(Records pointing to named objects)
#####
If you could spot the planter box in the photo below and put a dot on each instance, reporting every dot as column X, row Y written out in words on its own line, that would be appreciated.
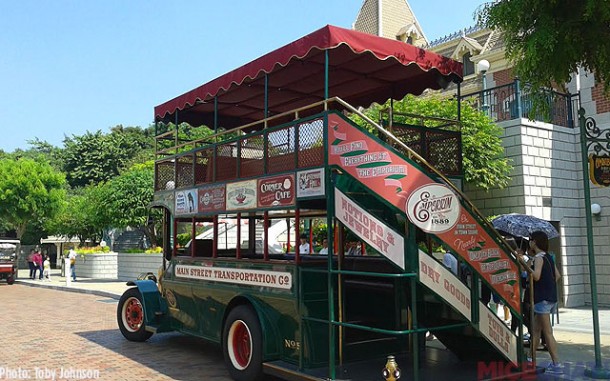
column 97, row 266
column 130, row 265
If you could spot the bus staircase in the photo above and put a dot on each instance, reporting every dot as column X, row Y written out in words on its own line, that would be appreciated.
column 432, row 297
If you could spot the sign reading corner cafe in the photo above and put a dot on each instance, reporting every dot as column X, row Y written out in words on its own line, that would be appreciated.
column 599, row 170
column 431, row 206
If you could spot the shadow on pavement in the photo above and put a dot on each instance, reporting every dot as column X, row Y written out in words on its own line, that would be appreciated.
column 173, row 354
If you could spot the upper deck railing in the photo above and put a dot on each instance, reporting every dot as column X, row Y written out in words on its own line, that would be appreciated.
column 282, row 146
column 513, row 101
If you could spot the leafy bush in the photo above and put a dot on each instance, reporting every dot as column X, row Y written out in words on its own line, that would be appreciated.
column 92, row 250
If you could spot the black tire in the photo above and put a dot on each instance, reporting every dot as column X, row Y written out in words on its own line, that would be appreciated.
column 242, row 344
column 130, row 316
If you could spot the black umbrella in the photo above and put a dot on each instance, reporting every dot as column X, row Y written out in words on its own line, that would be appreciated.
column 522, row 225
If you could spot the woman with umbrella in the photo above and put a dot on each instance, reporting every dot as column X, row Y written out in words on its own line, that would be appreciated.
column 545, row 275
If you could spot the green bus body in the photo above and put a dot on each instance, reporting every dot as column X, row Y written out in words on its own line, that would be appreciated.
column 305, row 159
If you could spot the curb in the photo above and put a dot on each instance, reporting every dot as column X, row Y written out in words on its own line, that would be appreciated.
column 71, row 289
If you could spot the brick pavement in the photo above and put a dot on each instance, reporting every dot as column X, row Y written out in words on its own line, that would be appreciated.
column 50, row 330
column 574, row 333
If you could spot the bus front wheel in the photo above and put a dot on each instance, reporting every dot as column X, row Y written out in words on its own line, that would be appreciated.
column 242, row 344
column 130, row 316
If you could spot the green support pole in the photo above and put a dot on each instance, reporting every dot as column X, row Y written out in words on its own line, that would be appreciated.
column 326, row 58
column 598, row 371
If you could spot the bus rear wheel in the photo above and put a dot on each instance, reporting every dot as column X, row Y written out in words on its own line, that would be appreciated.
column 242, row 344
column 130, row 316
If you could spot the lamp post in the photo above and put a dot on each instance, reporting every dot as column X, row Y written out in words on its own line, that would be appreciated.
column 591, row 135
column 483, row 66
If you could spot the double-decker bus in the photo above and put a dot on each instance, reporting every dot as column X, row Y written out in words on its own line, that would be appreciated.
column 291, row 152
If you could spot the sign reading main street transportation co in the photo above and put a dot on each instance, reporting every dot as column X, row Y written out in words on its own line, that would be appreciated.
column 273, row 279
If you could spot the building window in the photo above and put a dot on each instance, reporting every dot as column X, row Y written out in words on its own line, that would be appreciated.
column 468, row 64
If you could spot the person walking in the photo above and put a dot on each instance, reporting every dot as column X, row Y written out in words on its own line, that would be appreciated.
column 31, row 264
column 72, row 257
column 304, row 247
column 324, row 249
column 545, row 277
column 47, row 268
column 37, row 264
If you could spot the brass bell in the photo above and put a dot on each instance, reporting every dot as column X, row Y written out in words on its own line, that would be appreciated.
column 391, row 372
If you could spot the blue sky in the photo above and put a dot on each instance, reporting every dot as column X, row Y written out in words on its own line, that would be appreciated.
column 71, row 66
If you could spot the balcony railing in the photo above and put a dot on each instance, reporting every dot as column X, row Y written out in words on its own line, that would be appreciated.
column 513, row 101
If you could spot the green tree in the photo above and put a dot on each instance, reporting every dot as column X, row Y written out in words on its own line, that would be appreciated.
column 548, row 40
column 29, row 191
column 82, row 215
column 94, row 158
column 128, row 197
column 482, row 153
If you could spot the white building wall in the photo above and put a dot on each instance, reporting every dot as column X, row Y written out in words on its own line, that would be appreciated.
column 546, row 183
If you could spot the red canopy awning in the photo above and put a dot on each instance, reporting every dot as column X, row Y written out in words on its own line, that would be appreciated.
column 362, row 69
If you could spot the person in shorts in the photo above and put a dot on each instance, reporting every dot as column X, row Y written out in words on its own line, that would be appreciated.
column 545, row 277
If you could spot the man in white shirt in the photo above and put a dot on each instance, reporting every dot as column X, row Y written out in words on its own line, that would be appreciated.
column 450, row 262
column 324, row 249
column 304, row 247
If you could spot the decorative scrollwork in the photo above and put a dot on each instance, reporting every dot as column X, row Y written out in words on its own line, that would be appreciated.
column 598, row 140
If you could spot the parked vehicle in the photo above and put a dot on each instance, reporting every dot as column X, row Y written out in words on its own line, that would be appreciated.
column 291, row 149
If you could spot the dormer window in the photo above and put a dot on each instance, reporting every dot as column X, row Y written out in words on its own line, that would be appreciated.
column 468, row 64
column 409, row 34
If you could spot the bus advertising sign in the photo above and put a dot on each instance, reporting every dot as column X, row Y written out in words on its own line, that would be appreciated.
column 440, row 280
column 497, row 333
column 431, row 206
column 249, row 277
column 276, row 191
column 310, row 183
column 212, row 198
column 185, row 202
column 241, row 195
column 374, row 232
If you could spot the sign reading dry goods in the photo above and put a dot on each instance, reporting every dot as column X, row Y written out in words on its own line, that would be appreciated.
column 310, row 183
column 241, row 195
column 212, row 198
column 276, row 191
column 599, row 170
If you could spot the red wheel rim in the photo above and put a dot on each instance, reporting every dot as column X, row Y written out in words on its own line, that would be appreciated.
column 240, row 345
column 133, row 314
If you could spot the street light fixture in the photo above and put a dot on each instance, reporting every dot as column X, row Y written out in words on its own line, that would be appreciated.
column 483, row 66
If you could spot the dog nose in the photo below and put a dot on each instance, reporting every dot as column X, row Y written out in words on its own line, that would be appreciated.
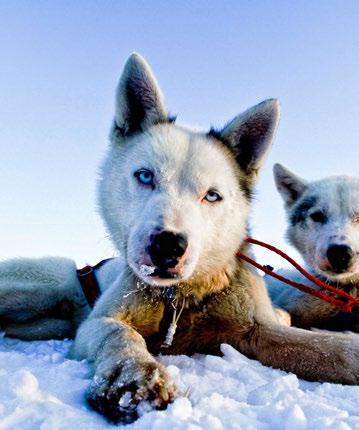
column 166, row 248
column 339, row 257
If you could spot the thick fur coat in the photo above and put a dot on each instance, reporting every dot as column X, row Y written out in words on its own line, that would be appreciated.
column 176, row 205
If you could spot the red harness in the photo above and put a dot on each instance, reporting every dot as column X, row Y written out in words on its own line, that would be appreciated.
column 344, row 301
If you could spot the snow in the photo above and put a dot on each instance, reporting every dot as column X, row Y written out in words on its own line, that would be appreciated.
column 41, row 389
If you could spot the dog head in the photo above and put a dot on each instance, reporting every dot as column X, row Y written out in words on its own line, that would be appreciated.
column 175, row 201
column 323, row 219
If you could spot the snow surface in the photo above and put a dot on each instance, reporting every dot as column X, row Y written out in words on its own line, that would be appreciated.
column 41, row 389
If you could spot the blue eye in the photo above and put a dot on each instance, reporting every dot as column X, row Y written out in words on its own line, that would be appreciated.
column 212, row 196
column 144, row 176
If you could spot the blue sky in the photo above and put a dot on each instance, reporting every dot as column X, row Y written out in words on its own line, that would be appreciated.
column 61, row 62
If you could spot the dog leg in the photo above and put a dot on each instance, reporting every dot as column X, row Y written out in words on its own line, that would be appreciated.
column 310, row 355
column 33, row 288
column 124, row 371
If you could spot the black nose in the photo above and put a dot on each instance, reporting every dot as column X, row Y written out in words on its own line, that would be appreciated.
column 166, row 248
column 339, row 257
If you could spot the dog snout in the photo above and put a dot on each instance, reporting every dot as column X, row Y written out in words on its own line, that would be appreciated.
column 166, row 248
column 339, row 257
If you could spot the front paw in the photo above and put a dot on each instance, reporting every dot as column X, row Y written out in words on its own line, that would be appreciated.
column 117, row 394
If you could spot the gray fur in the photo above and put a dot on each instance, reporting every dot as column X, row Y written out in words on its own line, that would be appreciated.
column 223, row 299
column 336, row 199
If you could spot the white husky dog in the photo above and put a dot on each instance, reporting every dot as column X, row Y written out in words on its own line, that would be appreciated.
column 323, row 225
column 176, row 205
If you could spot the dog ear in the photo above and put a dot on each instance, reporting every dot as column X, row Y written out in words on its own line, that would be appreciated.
column 289, row 185
column 139, row 101
column 250, row 135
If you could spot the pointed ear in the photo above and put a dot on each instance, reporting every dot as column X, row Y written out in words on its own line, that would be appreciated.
column 250, row 135
column 289, row 185
column 139, row 101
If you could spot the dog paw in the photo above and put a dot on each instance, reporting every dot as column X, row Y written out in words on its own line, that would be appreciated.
column 117, row 396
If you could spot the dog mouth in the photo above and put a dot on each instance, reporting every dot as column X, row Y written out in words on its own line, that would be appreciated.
column 158, row 275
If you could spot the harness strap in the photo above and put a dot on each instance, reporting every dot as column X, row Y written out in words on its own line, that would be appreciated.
column 89, row 283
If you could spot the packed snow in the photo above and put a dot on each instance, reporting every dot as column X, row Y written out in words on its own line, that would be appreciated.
column 42, row 389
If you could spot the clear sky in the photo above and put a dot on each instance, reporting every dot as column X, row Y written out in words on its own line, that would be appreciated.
column 60, row 63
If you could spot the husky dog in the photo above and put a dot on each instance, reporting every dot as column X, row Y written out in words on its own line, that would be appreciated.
column 323, row 225
column 176, row 205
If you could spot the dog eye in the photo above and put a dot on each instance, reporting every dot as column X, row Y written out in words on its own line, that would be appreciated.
column 318, row 216
column 212, row 196
column 144, row 176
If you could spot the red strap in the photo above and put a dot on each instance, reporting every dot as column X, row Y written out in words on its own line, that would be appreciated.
column 345, row 302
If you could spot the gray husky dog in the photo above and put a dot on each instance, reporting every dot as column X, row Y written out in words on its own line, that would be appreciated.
column 323, row 225
column 176, row 205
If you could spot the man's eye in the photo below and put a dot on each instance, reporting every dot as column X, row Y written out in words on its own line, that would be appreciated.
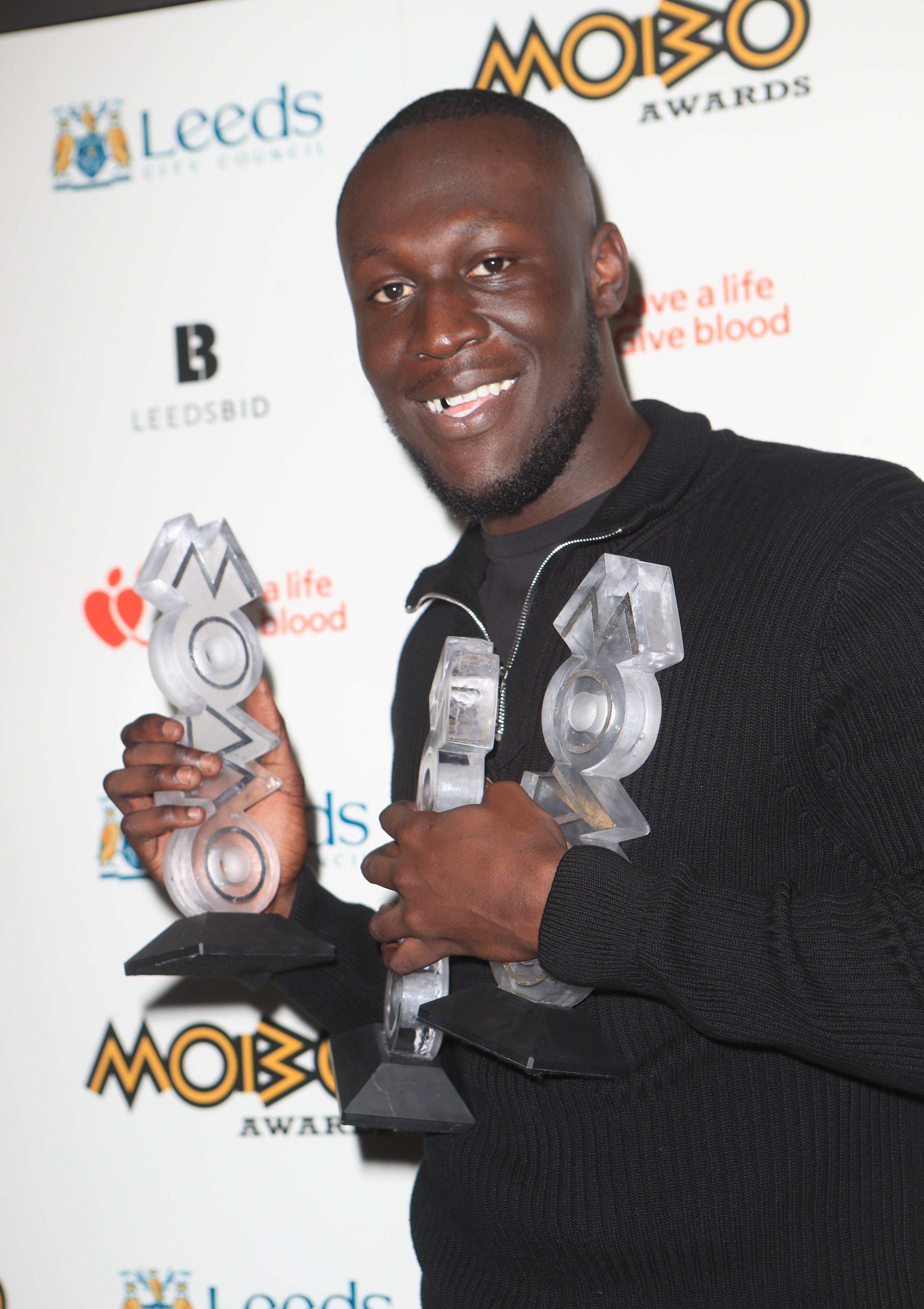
column 393, row 291
column 496, row 264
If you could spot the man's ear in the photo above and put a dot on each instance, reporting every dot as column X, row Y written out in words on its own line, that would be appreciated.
column 609, row 273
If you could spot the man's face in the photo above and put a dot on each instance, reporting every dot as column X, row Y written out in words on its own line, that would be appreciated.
column 467, row 251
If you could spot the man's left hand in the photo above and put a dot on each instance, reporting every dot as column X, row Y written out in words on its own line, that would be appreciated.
column 469, row 881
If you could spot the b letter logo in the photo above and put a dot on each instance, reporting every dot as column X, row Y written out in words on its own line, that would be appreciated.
column 196, row 360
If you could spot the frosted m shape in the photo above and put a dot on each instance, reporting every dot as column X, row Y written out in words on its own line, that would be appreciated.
column 601, row 717
column 206, row 658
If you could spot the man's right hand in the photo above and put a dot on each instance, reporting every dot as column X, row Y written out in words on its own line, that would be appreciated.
column 155, row 761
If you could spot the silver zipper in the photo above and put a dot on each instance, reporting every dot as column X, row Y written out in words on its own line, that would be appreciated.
column 522, row 625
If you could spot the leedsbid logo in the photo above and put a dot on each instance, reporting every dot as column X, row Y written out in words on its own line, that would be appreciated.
column 669, row 44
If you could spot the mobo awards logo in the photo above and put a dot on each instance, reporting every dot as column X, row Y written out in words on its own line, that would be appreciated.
column 91, row 147
column 261, row 1062
column 669, row 44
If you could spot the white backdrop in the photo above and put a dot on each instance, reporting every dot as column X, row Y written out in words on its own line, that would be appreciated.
column 774, row 235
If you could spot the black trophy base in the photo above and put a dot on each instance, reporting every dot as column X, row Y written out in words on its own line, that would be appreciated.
column 376, row 1088
column 251, row 947
column 534, row 1037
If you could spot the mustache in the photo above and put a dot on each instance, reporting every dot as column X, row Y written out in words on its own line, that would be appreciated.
column 441, row 375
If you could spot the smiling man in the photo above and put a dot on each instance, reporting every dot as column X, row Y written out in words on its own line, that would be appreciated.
column 761, row 960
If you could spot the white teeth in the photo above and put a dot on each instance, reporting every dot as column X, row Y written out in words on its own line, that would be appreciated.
column 479, row 393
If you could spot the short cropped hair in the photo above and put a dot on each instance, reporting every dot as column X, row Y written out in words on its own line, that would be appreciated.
column 447, row 105
column 455, row 105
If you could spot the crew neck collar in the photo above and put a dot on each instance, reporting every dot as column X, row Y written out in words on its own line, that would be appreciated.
column 676, row 452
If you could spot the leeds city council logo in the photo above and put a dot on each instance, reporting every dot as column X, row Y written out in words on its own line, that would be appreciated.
column 91, row 148
column 669, row 44
column 146, row 1288
column 116, row 857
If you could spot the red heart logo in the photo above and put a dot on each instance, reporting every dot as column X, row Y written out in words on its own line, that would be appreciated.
column 96, row 609
column 130, row 607
column 114, row 616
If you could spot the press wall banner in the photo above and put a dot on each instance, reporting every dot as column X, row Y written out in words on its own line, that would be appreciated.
column 177, row 340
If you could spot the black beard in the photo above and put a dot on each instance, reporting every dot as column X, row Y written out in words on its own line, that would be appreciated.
column 546, row 459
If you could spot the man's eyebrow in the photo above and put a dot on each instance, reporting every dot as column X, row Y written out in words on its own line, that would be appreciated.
column 368, row 253
column 465, row 228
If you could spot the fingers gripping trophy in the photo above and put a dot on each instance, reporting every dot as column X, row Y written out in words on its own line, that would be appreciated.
column 206, row 658
column 391, row 1075
column 463, row 714
column 601, row 718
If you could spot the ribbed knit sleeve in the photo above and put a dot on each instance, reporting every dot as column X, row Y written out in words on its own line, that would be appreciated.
column 347, row 993
column 837, row 980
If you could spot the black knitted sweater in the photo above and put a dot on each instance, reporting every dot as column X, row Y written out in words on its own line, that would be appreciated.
column 761, row 961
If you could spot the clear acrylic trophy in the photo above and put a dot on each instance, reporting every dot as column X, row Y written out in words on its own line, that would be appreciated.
column 206, row 658
column 601, row 717
column 389, row 1076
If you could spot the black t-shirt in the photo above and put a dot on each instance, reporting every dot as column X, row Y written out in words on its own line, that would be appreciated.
column 514, row 561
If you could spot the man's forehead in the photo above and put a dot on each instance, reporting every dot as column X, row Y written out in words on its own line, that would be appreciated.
column 446, row 165
column 456, row 224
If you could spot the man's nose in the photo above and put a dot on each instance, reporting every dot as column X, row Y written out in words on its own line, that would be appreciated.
column 444, row 324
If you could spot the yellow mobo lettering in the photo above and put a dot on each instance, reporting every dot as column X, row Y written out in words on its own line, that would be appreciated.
column 534, row 57
column 646, row 49
column 589, row 88
column 113, row 1060
column 745, row 54
column 222, row 1090
column 677, row 40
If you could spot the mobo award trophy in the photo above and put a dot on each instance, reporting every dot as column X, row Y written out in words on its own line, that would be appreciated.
column 389, row 1075
column 601, row 717
column 206, row 658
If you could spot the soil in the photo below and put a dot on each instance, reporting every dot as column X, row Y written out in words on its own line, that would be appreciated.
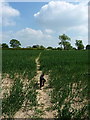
column 44, row 104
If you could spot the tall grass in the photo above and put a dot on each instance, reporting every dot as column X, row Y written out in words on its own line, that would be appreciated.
column 69, row 80
column 20, row 65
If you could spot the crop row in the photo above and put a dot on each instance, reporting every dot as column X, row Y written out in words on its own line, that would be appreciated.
column 69, row 81
column 21, row 67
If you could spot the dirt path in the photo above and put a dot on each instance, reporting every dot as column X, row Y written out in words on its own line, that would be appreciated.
column 43, row 98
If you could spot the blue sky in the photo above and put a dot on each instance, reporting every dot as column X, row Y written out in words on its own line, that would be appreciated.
column 42, row 22
column 26, row 18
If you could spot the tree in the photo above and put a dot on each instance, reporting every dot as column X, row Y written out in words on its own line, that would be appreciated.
column 88, row 47
column 4, row 45
column 79, row 44
column 67, row 45
column 64, row 39
column 15, row 43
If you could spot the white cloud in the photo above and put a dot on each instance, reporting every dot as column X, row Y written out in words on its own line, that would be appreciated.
column 62, row 15
column 7, row 14
column 49, row 31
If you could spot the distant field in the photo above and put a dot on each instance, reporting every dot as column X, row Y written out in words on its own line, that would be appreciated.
column 69, row 80
column 21, row 67
column 68, row 73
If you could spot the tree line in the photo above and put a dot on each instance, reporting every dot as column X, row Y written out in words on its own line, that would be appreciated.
column 64, row 44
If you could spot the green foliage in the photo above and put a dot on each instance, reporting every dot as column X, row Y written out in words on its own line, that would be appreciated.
column 19, row 62
column 88, row 47
column 20, row 65
column 11, row 104
column 79, row 44
column 4, row 45
column 64, row 41
column 69, row 80
column 15, row 43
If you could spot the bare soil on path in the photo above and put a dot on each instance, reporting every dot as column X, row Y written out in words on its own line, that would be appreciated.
column 42, row 110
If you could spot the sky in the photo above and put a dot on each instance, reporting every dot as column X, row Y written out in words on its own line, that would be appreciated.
column 41, row 23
#####
▶ [Goal of the exercise]:
Could you turn the stretch of records from the start through the line containing "column 522, row 225" into a Markdown table with the columns "Row" and "Entry", one numbered row per line? Skip blank lines and leave the pictures out.

▶ [Finished answer]:
| Row | Entry |
|---|---|
| 1 | If you could spot the planter box in the photo below and put a dot on each instance, reporting every dot as column X, row Y written out in words on its own line, that would be appreciated. |
| 2 | column 97, row 266 |
| 3 | column 130, row 265 |
| 4 | If you could spot the bus staircase in the photo above and put a dot on each instance, reporting every dot as column X, row Y written out in words on its own line, that would be appreciated. |
| 5 | column 432, row 297 |
| 6 | If you could spot the sign reading corner cafe in the photo above and put a dot on each instance, reporting every dot as column X, row Y written out in words on its own line, that would be appreciated. |
| 7 | column 599, row 170 |
| 8 | column 431, row 206 |
| 9 | If you could spot the shadow on pavement in the photo above and put a dot on each instance, reporting every dot as column X, row Y written out in words on its own line, that would be appreciated. |
| 10 | column 173, row 354 |
| 11 | If you could spot the upper deck railing in the photo above and put a dot on each instance, reporting every dot as column X, row Y written out in words on its own line, that would be appreciated. |
| 12 | column 282, row 146 |
| 13 | column 513, row 101 |
| 14 | If you could spot the leafy bush in the photo above and put a dot on each instance, reporting every dot as column X, row Y written out in words on its own line, that would be appreciated. |
| 15 | column 92, row 250 |
| 16 | If you could spot the black tire in the photo above and put a dot on each instance, reporting every dot as column X, row Y written out in words on its own line, that would be appreciated. |
| 17 | column 242, row 344 |
| 18 | column 130, row 316 |
| 19 | If you could spot the black umbrella in the photo above and put a dot on each instance, reporting every dot as column X, row Y written out in words on its own line, that would be appreciated. |
| 20 | column 522, row 225 |